### BRIEF 1
Rescale the rows from the line with "stone balustrade, imagine" through the end of the rows, both ends included. Write out every one of those lines again, requests included, and multiply each coordinate in the answers by 0.95, rounding to whole numbers with halves going up; give only those lines.

### TEXT BLOCK

Beacon Rock State Park put us within 5 NM of the Bonneville Dam and Locks. Surprisingly, we were advised to allow at least two hours for this short trip and once under way, we realized why. The river flows faster as you approach the dam overflow discharge, and we struggled to make 3 knots against the current. We made it handily for the 9 am lock opening. They employ a system of sliding wall bollards, which simplifies the process of tending lines for the 80 ft rise in the lock. Onward to Hood River and past the disused Cascade Locks, which we noted for a potential stop on the way back. We had a strong westerly wind, which allowed us to sail most of the way. There was a lot of activity on the water in the vicinity of Hood River, which is a Mecca for kite boarding and wind surfing. All this, in addition to the tugs, barges and river cruise ship requires a sharp look out. This part of the Columbia Gorge is famous for its dependable winds and today was no exception. We were fortunate to have Vicky Austen at the dock to catch our lines, with the 20 knot wind gusts upon arrival. Steve and Vicky took us to their beautiful home for dinner and we enjoyed a few days of shore life there. We hiked several trails and visited the very impressive Western Antique Aeroplane and Automobile Museum at the airport. The town itself is charming with coffee shops and interesting stores throughout.

Wind-sports off Hood River

There was one final leg upriver to our final destination of The Dalles, which is situated below another dam and set of locks. The landscape had now changed to desert, with very high temperatures to go with it. We had been advised that further upriver would be more of the same except hotter! There was plenty of room at the city docks and some members of the adjoining Dalles Yacht Club kindly invited us to use their clubhouse while we were there. It was a half hour walk into the city and we soon regretted the decision in the sweltering heat. We resolved we would definitely be taking a taxi back to the boat later! Meanwhile there was plenty of sightseeing in the old city of The Dalles. We visited a veterans museum in the old fire station and later had a fascinating tour of a neon sign museum.

Homeward Bound from The Dalles

Turning downstream, the current was with us, but we were forced to sail into the prevailing westerlies. Anything above 10 knots and the whitecaps started; conditions got quite rough at 20 knots. These conditions were usually short-lived and often moderated around the next bend in the river. Fortunately, making an early start and getting to our destination by noon each day was an effective strategy. As we were making great progress in the benign conditions, we decided to continue on to Cascade Locks. This worked out well and we got a side tie on the 200 ft of guest docks. This is a great place, with the area surrounding the old locks turned into a museum park. There was a dinghy regatta taking place that weekend, so a very festive atmosphere prevailed. The crews of Tango and Nimue drove down the next day for a farewell lunch in the town, followed by sundowners on Chantey V. Nimue had a replacement radar being shipped in, so would now be a few days behind us. We decided to stay on another day, which turned out just as well when we discovered 2 ft of dodger stitching had failed, requiring a repair. It also gave us time to check out and hike a little of the Pacific Crest Trail and the Bridge of the Gods that pass by Cascade Locks. This famous trail is 2,653 miles long and runs all along the Rocky Mountains from Mexico to Canada.

### BRIEF 2
Sum up the account of the river trip in three sentences.

(Entries from a point annotation set)
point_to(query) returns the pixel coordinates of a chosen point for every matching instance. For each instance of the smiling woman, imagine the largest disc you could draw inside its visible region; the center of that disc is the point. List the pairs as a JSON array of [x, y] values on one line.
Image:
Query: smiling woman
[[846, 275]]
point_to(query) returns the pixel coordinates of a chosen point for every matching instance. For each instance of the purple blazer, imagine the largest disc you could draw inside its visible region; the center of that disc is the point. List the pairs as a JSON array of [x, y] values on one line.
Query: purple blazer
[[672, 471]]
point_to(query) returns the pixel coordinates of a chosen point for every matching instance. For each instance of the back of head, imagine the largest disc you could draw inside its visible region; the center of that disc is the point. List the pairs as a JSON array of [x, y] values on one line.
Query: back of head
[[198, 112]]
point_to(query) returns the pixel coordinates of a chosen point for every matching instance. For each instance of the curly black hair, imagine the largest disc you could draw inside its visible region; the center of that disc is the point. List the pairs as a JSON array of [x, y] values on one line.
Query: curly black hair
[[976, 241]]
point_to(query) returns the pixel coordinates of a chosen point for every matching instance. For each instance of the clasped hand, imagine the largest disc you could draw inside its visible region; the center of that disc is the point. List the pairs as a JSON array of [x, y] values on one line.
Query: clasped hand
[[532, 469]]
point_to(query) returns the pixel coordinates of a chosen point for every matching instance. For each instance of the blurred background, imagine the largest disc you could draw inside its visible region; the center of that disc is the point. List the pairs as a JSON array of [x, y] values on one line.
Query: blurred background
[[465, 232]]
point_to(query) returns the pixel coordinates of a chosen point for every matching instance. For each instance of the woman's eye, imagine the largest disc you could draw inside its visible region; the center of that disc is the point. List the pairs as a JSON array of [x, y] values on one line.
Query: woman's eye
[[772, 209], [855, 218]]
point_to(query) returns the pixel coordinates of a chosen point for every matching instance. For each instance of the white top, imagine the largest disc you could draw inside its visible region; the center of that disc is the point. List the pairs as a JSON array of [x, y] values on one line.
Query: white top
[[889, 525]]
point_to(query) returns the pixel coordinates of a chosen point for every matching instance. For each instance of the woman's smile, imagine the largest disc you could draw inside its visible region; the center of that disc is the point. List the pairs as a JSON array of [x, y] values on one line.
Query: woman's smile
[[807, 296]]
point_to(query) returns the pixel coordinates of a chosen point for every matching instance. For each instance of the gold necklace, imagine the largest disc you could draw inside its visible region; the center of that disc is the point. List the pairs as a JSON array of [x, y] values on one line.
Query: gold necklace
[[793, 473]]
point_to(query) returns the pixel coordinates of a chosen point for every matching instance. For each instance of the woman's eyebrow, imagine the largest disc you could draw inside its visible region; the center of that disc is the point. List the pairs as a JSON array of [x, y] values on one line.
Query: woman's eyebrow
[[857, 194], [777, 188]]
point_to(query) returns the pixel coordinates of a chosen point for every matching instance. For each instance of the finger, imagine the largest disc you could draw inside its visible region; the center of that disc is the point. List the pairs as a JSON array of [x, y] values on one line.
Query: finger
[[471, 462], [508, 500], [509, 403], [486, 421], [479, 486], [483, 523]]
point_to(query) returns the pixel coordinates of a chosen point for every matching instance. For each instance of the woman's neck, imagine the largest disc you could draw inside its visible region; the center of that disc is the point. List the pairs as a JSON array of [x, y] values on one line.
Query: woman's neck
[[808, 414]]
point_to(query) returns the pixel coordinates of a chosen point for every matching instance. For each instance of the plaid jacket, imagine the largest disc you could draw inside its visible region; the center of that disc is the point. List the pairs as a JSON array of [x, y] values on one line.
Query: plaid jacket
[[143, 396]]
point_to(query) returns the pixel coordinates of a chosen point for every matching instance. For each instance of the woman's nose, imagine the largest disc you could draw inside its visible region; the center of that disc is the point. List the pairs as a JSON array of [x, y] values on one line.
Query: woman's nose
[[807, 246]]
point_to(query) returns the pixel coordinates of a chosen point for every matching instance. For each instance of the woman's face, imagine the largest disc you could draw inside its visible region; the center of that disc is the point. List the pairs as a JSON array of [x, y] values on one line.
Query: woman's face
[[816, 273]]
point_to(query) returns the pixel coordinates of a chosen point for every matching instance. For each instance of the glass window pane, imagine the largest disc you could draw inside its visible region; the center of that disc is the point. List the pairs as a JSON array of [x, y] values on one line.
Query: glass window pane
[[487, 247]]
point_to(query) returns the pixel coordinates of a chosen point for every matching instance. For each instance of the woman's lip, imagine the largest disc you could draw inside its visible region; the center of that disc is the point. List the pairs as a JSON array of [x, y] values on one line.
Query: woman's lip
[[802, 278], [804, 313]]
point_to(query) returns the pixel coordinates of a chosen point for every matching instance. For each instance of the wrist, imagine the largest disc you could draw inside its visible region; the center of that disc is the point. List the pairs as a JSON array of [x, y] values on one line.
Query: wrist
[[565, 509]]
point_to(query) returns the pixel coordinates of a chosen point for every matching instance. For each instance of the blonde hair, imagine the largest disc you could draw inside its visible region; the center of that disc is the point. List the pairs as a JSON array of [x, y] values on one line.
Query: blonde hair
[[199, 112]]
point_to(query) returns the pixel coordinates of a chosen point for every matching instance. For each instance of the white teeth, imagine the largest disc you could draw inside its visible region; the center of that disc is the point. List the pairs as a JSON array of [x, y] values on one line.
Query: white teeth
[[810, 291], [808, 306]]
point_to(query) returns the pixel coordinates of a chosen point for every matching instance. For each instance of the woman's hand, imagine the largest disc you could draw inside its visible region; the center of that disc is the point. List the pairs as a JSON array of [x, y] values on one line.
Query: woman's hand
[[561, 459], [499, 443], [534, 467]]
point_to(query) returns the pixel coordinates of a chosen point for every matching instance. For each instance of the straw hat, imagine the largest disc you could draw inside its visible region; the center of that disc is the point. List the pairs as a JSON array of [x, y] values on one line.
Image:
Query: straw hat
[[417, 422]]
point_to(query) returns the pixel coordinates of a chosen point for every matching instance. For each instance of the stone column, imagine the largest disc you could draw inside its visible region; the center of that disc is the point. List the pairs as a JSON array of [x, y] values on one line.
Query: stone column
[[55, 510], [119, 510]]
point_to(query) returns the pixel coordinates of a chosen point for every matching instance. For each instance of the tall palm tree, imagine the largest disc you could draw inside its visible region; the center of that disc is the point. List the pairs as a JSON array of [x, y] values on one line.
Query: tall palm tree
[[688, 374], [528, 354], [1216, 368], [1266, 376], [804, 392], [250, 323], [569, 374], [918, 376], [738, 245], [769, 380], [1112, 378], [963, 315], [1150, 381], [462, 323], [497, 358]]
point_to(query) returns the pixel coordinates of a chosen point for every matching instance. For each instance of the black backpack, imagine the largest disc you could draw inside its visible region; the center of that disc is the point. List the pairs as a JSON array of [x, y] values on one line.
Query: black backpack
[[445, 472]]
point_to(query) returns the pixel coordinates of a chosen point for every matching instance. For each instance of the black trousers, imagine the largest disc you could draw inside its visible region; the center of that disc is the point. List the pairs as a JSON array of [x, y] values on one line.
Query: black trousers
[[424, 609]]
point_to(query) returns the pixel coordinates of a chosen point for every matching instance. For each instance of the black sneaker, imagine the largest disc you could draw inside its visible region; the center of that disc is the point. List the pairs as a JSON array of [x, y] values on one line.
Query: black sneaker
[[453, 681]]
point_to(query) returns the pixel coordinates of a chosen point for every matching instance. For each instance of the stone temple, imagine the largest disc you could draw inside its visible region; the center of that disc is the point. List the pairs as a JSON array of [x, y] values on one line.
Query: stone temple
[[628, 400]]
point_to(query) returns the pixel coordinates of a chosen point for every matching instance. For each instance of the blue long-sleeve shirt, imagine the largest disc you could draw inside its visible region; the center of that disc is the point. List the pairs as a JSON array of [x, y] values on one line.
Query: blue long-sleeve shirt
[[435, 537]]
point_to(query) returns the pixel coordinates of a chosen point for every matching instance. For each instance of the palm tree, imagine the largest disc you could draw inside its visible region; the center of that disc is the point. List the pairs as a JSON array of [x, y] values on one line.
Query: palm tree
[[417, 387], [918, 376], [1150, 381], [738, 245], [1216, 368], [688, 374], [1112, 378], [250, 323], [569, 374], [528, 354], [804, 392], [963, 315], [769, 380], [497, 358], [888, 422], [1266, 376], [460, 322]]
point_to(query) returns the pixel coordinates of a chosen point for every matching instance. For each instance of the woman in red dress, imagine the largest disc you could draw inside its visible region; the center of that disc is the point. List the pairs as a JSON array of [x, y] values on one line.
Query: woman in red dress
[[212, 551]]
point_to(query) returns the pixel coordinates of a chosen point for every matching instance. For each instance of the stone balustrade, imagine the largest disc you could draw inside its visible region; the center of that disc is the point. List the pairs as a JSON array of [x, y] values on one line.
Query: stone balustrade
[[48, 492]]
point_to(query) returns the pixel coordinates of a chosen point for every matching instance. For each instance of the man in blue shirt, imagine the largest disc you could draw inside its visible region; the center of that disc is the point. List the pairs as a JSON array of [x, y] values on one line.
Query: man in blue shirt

### CORRECT RESPONSE 1
point_to(query) returns the pixel coordinates of a chosen point for every matching instance. For each instance of the stone balustrade, imagine the largest disc you could draw inside its visible region; the center of that disc is the point. List the pairs as a JSON array of [x, y] values on one line.
Query: stone balustrade
[[46, 467]]
point_to(query) returns the pixel coordinates of a chosen point for every matching instance. For each instance of the man in blue shirt, imagine the largest disc you could draw inside its visible region; the center of that disc is the point. List the pairs as a JSON array of [x, y] values on one line.
Query: man in blue shirt

### CORRECT RESPONSE 2
After rising through the Bonneville locks, the boat sailed most of the way to Hood River in a strong westerly, and Steve and Vicky hosted the crew there for a few days of shore life. A final leg upriver brought them to The Dalles, where the landscape had turned to desert and they visited a veterans museum and a neon sign museum. Heading back downstream against the prevailing westerlies, they stopped at Cascade Locks and stayed an extra day, which let them repair the failed dodger stitching and hike a little of the Pacific Crest Trail.